### What is needed:
Quote the material below word for word, from its first line up to and including the line with "[(107, 160)]".
____
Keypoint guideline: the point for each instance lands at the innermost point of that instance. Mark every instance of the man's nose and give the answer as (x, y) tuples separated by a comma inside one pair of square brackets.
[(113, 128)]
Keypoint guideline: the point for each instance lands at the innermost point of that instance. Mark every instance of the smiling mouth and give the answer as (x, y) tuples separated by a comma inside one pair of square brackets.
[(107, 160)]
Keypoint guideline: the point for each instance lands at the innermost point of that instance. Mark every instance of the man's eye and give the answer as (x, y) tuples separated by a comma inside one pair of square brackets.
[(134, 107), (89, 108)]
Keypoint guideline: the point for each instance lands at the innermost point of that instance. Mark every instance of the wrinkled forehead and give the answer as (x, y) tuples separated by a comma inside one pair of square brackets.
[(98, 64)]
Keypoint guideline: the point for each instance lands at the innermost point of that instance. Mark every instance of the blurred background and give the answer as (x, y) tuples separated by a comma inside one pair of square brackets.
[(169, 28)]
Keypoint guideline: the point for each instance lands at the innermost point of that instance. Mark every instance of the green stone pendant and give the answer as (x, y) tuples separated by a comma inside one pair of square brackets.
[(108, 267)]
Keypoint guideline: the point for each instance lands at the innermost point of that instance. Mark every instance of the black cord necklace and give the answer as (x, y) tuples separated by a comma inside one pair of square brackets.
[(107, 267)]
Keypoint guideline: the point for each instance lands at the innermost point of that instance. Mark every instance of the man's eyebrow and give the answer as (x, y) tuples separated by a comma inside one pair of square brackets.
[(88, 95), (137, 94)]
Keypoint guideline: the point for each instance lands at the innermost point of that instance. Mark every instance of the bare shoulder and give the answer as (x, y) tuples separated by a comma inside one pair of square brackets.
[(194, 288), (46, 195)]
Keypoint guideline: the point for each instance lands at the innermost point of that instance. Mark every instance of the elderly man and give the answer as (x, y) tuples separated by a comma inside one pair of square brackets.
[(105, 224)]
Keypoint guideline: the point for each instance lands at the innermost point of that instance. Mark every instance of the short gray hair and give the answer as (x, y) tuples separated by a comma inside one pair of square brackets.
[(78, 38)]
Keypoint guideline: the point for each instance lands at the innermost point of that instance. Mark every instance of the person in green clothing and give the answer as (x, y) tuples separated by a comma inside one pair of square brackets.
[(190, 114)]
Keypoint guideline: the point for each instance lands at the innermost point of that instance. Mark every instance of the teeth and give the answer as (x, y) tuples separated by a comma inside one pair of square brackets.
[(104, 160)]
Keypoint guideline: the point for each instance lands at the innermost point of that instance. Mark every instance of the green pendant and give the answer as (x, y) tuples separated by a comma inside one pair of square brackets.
____
### Written response:
Keypoint guideline: the point for each instance lands at the innermost point of that instance. Mark every instance of the man's nose and give the answer as (x, y) tuples separated by a comma inside one pair of square brackets.
[(113, 128)]
Keypoint guideline: the point for each instance lands at the innermost point of that instance. Mark every instance of the smiling mouth and give the answer as (x, y) tuples separated by a comma inside one pair of square brackets.
[(107, 160)]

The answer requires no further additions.